Rewrite every line of the records below as a numbered list, omitting any blank lines.

Location identification records
begin
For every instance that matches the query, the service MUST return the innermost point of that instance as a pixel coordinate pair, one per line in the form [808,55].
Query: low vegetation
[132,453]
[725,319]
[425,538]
end
Result below →
1. For every instance that matches the query, the service MUST return the innermost point of that instance as a pixel coordinate pair, one per line in the form [808,55].
2. Query: low vegetation
3. [132,453]
4. [725,319]
5. [425,538]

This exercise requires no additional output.